» **Exercise brief**
Print back every record below, exactly as it stands.

» **Recorded data**
******************************

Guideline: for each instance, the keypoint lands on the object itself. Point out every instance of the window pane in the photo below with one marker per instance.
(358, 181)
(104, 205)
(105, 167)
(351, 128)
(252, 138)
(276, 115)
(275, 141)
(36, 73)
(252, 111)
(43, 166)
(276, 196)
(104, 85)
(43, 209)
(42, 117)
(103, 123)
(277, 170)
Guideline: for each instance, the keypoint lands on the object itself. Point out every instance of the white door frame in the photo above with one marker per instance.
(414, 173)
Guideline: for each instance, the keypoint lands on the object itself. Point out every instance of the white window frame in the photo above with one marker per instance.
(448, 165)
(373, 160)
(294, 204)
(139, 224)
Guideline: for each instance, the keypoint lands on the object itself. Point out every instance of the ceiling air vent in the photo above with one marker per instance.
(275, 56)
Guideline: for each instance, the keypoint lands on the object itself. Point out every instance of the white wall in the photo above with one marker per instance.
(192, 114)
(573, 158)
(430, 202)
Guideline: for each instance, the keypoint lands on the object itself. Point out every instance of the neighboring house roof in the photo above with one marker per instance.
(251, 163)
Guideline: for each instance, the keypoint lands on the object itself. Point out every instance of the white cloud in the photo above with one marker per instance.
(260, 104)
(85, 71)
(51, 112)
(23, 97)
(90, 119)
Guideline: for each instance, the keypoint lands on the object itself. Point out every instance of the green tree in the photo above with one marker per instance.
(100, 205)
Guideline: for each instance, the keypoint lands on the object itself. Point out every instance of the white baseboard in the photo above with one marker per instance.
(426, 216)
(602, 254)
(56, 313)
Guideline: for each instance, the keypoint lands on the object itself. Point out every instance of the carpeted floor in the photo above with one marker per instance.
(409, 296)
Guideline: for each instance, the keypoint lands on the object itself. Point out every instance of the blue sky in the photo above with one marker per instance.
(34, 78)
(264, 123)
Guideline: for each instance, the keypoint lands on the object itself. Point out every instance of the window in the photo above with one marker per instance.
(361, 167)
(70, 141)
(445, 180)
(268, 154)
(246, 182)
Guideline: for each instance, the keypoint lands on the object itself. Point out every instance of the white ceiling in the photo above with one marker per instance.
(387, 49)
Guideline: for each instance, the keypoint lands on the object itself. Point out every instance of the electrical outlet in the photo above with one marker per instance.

******************************

» **Exercise solution**
Guideline: for each instance, the keypoint lands on the object itself. Point out every instance of the window pane in the photo below with one marker per instance.
(358, 181)
(104, 205)
(105, 167)
(351, 128)
(252, 138)
(276, 115)
(275, 141)
(36, 73)
(252, 111)
(43, 166)
(276, 196)
(104, 85)
(43, 209)
(42, 117)
(103, 123)
(277, 170)
Guideline: for each instance, the keypoint lands on the object itself. Point out every instance of the white door frame in the photo above with one marker per instance.
(414, 173)
Guideline: for each instance, the keypoint lands on the object itself. Point out every instance of the white window frame in the photo above with one marker per instance.
(448, 165)
(373, 160)
(294, 204)
(139, 224)
Guideline: for each instance, the keypoint lands on the object itself. Point out every instance of the ceiling air vent in the photo above with one marker per instance.
(275, 56)
Guideline: for each instance, the keypoint lands on the object itself. Point out every instance of the white wall in the photo above with one marker per instance.
(192, 114)
(573, 158)
(430, 202)
Guideline: for each instance, the keypoint lands on the object itself. Point out every instance of the neighboring house roof in the photo above with one marker per instance.
(251, 163)
Guideline: for each instance, the keypoint lands on the object itself. Point out every instance of the white cloud in the photo above with one marker per instance.
(260, 104)
(85, 71)
(51, 112)
(23, 97)
(90, 119)
Guideline: for each instance, the keypoint lands on the object itself. Point out every instance of the green tree in the photo above with one marker per instance.
(100, 205)
Guideline: for each instance, the keypoint lands on the object itself. Point out every instance of the white baseboard in the photo above with one marker per instance.
(426, 216)
(602, 254)
(56, 313)
Guideline: for each instance, the keypoint lands on the object itself. Point out every instance of the carpeted floor in the photo above with one marker per instance.
(409, 296)
Guideline: for each instance, the keypoint lands on the object itself. Point out every instance of the blue sky in the photo above with one marker per instance.
(34, 78)
(264, 123)
Guideline: for each instance, the keypoint lands on the object itself. Point out every instance of the window in the photo above with one marker per instance.
(361, 167)
(70, 141)
(445, 180)
(268, 154)
(246, 182)
Guideline: for each instance, the keypoint lands on the object itself. Point out every instance of the white ceiling in the photo above with one marker per instance.
(387, 49)
Guideline: for each instance, the keypoint lands on the object itself. Point out every instance of the electrical outlet in the photo above with one marker per instance.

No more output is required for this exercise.